# Data supplied

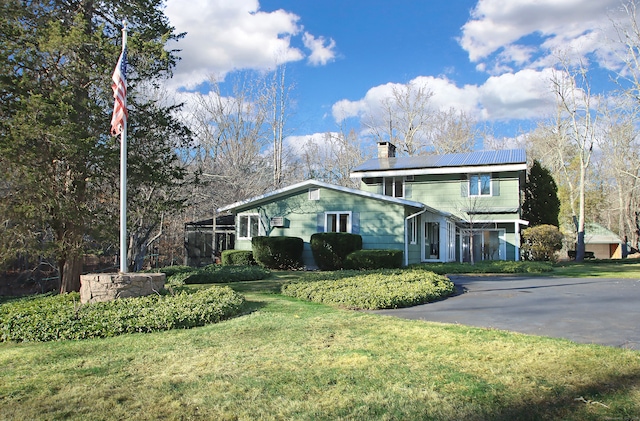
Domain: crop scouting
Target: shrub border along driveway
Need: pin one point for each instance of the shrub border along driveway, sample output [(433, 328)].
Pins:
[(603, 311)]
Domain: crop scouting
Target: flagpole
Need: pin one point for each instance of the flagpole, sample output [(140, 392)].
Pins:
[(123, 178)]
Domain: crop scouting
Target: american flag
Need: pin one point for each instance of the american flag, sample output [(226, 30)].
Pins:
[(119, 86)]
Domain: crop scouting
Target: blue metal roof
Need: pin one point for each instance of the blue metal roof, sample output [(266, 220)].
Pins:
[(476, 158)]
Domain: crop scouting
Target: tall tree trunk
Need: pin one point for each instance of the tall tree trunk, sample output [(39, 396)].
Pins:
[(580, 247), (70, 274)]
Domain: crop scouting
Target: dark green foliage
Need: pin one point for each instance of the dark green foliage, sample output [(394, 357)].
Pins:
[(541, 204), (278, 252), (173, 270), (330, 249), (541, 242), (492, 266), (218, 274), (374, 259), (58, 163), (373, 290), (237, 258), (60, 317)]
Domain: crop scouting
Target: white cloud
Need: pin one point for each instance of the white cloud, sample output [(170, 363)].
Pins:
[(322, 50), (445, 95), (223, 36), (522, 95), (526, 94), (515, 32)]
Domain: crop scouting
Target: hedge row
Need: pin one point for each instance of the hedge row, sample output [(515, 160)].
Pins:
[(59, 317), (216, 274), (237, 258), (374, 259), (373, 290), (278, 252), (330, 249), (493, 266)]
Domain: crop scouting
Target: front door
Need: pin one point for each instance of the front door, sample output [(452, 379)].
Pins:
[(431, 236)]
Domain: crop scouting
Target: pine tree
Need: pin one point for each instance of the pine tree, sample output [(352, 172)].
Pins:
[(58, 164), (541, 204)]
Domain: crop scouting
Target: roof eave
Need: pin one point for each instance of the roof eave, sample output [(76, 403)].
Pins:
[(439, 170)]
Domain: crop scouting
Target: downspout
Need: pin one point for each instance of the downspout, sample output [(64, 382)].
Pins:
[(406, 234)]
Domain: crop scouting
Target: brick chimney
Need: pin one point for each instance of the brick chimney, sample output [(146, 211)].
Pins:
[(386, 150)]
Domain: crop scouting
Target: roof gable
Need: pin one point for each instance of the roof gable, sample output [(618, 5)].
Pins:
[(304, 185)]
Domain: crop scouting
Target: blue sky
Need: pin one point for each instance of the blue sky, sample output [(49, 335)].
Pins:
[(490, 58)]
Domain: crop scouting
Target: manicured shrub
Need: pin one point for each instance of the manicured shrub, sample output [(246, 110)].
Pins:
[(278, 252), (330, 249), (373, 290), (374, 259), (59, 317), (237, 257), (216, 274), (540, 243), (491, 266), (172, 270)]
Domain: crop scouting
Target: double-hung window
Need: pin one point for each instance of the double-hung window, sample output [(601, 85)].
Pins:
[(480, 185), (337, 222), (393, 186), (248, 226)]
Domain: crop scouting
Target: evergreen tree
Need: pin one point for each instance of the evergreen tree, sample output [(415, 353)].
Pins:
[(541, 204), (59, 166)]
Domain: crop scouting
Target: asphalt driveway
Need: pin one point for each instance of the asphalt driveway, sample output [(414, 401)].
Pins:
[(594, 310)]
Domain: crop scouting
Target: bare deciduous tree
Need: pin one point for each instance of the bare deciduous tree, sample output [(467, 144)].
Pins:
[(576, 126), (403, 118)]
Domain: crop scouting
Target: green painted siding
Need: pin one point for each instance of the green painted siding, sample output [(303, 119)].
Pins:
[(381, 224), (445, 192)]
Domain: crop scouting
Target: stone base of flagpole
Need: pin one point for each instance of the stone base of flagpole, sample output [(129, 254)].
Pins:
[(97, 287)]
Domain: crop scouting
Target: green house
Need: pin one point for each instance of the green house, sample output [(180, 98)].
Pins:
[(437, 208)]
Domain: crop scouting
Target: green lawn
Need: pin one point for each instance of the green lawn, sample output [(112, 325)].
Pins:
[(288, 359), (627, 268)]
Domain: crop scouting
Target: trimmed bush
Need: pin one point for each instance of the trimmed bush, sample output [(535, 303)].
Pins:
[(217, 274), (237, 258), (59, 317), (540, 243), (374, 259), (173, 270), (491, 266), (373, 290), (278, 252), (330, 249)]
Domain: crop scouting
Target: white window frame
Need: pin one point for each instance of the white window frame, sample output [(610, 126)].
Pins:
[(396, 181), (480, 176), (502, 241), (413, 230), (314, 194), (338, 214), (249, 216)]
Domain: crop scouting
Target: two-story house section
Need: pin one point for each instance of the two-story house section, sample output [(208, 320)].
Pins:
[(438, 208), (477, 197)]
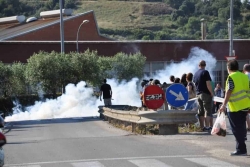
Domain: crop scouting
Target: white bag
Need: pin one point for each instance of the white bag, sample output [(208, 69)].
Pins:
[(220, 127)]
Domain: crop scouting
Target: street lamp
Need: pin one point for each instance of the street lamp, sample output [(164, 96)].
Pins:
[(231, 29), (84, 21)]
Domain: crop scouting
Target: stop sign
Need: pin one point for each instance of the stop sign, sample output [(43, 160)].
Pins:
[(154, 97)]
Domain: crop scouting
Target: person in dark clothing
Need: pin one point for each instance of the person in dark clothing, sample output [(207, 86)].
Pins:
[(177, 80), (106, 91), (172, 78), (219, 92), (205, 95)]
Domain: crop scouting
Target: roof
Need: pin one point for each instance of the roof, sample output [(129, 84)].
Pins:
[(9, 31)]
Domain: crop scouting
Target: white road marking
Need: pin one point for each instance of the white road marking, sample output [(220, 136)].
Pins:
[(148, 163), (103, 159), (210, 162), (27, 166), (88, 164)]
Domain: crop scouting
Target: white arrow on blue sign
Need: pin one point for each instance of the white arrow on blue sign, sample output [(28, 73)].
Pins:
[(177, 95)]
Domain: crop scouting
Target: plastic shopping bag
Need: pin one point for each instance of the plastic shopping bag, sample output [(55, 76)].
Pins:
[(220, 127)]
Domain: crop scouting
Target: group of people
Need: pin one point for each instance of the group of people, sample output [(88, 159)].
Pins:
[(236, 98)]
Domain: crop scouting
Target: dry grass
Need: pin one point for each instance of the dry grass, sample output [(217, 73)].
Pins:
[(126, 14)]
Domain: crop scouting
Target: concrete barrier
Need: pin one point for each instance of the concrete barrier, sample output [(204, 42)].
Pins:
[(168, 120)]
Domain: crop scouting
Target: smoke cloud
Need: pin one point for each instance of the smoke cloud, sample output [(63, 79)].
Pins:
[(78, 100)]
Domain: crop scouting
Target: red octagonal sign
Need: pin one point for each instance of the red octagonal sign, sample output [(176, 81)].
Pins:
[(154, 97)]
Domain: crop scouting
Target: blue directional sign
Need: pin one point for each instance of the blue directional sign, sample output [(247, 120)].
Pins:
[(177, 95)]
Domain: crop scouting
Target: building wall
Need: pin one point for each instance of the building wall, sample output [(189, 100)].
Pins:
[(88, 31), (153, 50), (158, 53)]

# Goal
Your task is to transcribe all of the records precisely, with no images included.

# Expected answer
Domain: crop scouting
Target: shrub border along driveway
Need: pin one point for each instance of the shrub border along driveway, sample output [(433, 328)].
Pins:
[(603, 311)]
Domain: crop scouting
Target: flagpole
Need: pin one point for each instance of the flagpole, sample output [(140, 392)].
Pins:
[(123, 178)]
Domain: crop scouting
Target: american flag
Need: pin one point for each instance of the american flag, sample output [(226, 30)].
Pins:
[(119, 86)]
Domain: crop scouting
Target: blue metal roof
Need: pin one point for each instance of the blue metal roof, sample output [(266, 220)].
Pins:
[(476, 158)]
Domain: crop scouting
Target: tall tree trunk
Need: pin one point for each instance of the tall tree trunk, sample output [(39, 396)].
Pins:
[(580, 247), (70, 274)]
Domain: crop scouting
Target: dark green foliage
Need: pin one point for each instance of the dark green foliage, sample output [(394, 357)].
Pins:
[(541, 204), (278, 252), (173, 270), (330, 249), (541, 242), (492, 266), (218, 274), (374, 259), (58, 163), (373, 290), (237, 258), (60, 317)]
Domain: crop scouting
Target: white cloud
Need: pin one point for each instance of the white cloud, sample output [(170, 363)].
Pins:
[(322, 50), (445, 95), (223, 36), (522, 95), (526, 94), (515, 32)]
Domain: crop scouting
Target: hedge row
Need: pin one point for each instance of the hedge row, sample output [(515, 160)].
Pins:
[(59, 317), (216, 274), (237, 258), (374, 259), (373, 290), (278, 252), (330, 249), (493, 266)]
Domain: crop scouting
Target: front door
Need: pin one point for each instance of the front door, sample output [(452, 379)].
Pins:
[(431, 236)]
Domain: crop scouting
Target: pine tree
Need: pin one point for each instance of the pine tree, sample output [(352, 172)].
Pins:
[(58, 164), (541, 204)]
Domain: crop scouting
Target: roof eave
Need: pin one point for each instance of the roof eave, sample output [(76, 403)].
Pins:
[(439, 170)]
Domain: crop scouting
Target: downspout
Need: pin one point for each instance of the downspout, sample output [(64, 382)].
Pins:
[(406, 234)]
Domain: crop scouting
Target: brick chimney
Need: pin one point for each instance of the brick chimney, sample output [(146, 211)].
Pins:
[(386, 150)]
Domain: crop scouting
Target: roof gable
Need: pin one point for each instance of the roof gable, sample output [(618, 5)].
Pins:
[(304, 185)]
Domain: crop scouting
Target: blue sky
Need: pin one point for each instance of the blue sky, sample output [(49, 335)].
Pins:
[(490, 58)]
Domain: crop scouting
Target: manicured shrub
Need: pin one point for each instance of the manicured shrub, sample output [(246, 110)].
Pins:
[(278, 252), (330, 249), (373, 290), (374, 259), (59, 317), (237, 257), (216, 274), (540, 243), (491, 266), (172, 270)]
Domain: crop scouting
Target: double-hung window
Need: pin one point for each instance of the double-hung window, sample output [(601, 85)].
Pins:
[(480, 185), (337, 222), (393, 186), (248, 226)]
Domain: crop scouting
Target: evergreen tree
Need: pin one point for each instance of the evergreen tree, sample output [(415, 353)].
Pins:
[(541, 204), (59, 166)]
Domain: crop scouting
Target: asphalt driveway
Need: pin one point for each instance of the asphalt driveway, sample output [(414, 401)].
Pins:
[(594, 310)]
Domain: crop scouting
Target: bare deciduous tree
Need: pin one point for each instance of the bare deciduous tree, sample output [(467, 144)].
Pins:
[(576, 126), (403, 118)]
Domain: crop scouting
Target: green painted siding
Need: pin one point for each instance of the green painted siding, sample output [(303, 119)].
Pins:
[(381, 224), (445, 192)]
Domain: crop scouting
Target: stone base of flagpole
Need: pin one point for each instance of the stone base of flagpole, sample output [(129, 254)].
Pins:
[(97, 287)]
Domain: crop scouting
Target: green house
Need: pin one point for each instance of the green house, sample output [(180, 98)].
Pins:
[(437, 208)]
Domain: crop scouting
Target: green lawn
Need: pin one point for each instance of the green lawn, sample output [(112, 325)].
Pins:
[(288, 359), (627, 268)]
Domain: crop scouting
Target: trimmed bush
Need: pin one point for each instance of the trimmed bush, sample output [(535, 303)].
Pins:
[(217, 274), (237, 258), (59, 317), (540, 243), (374, 259), (173, 270), (491, 266), (373, 290), (278, 252), (330, 249)]
Domain: crop scouting
Target: white window frame
Need: pin one point for each instance of the white window frame, sample output [(610, 126)].
Pins:
[(396, 181), (480, 176), (502, 241), (413, 230), (314, 194), (338, 214), (249, 216)]
Domain: crop scouting
Target: two-story house section
Need: pin one point for each instance of the two-story house section, sample output [(208, 320)].
Pins:
[(438, 208), (477, 197)]
Domain: crop scouting
Target: white bag
Need: pin one point for each instance of the white bag, sample output [(208, 69)].
Pins:
[(220, 127)]
Domain: crop scouting
Target: street lamp
Need: pin one point for each instance of the street lamp, sample output [(164, 96)].
Pins:
[(231, 29), (84, 21)]
Domain: crop scouting
Target: stop sign
Need: pin one point for each instance of the stop sign, sample output [(43, 160)].
Pins:
[(154, 97)]
Domain: crop scouting
Target: person in dark clothing
Need: pin one point for each instance of the person in dark clothing, sample output [(207, 86)].
Pins:
[(177, 80), (106, 91), (172, 78), (219, 92), (205, 95)]
Domain: crop scouting
Target: roof
Need: pin one point for each instance of the roof, sample output [(129, 84)].
Pins:
[(9, 31)]
Domain: crop scouting
Target: white road marking
Need: pin one point for each instance of the white road marking, sample output [(220, 136)].
Pins:
[(148, 163), (103, 159), (210, 162), (27, 166), (88, 164)]
Domain: crop scouting
Target: white arrow on blue sign
Need: pin one point for each instance of the white arrow on blue sign, sample output [(28, 73)].
Pins:
[(177, 95)]
Domain: crop scouting
Target: plastic shopping bag
Need: pin one point for each instance of the plastic shopping bag, sample output [(55, 76)].
Pins:
[(220, 127)]
Domain: crop scouting
Target: group of people
Need: pin one point for each instance of the group of people, sample output [(88, 159)].
Pins:
[(236, 98)]
Domain: crop scouting
Target: dry grass
Need: pin one point for each instance of the dry grass, sample output [(217, 73)].
Pins:
[(126, 14)]
Domain: crop scouting
Target: concrete barrier
Need: pin one point for each instance of the concrete barrier, sample output [(204, 42)].
Pins:
[(168, 120)]
Domain: crop scouting
Target: smoke cloud
Need: pin one point for each instance of the smoke cloud, sample output [(63, 79)].
Pins:
[(78, 100)]
Domain: crop scouting
Target: red octagonal sign
Need: pin one point for each instance of the red octagonal sign, sample output [(176, 81)].
Pins:
[(154, 97)]
Domain: crop scouting
Target: blue directional sign
Need: pin one point for each instance of the blue directional sign, sample output [(247, 120)].
Pins:
[(177, 95)]
Domain: crop scouting
Target: building wall
Need: pin one point for each instance of the building wall, sample output [(189, 100)].
Pins:
[(88, 31), (153, 50), (158, 53)]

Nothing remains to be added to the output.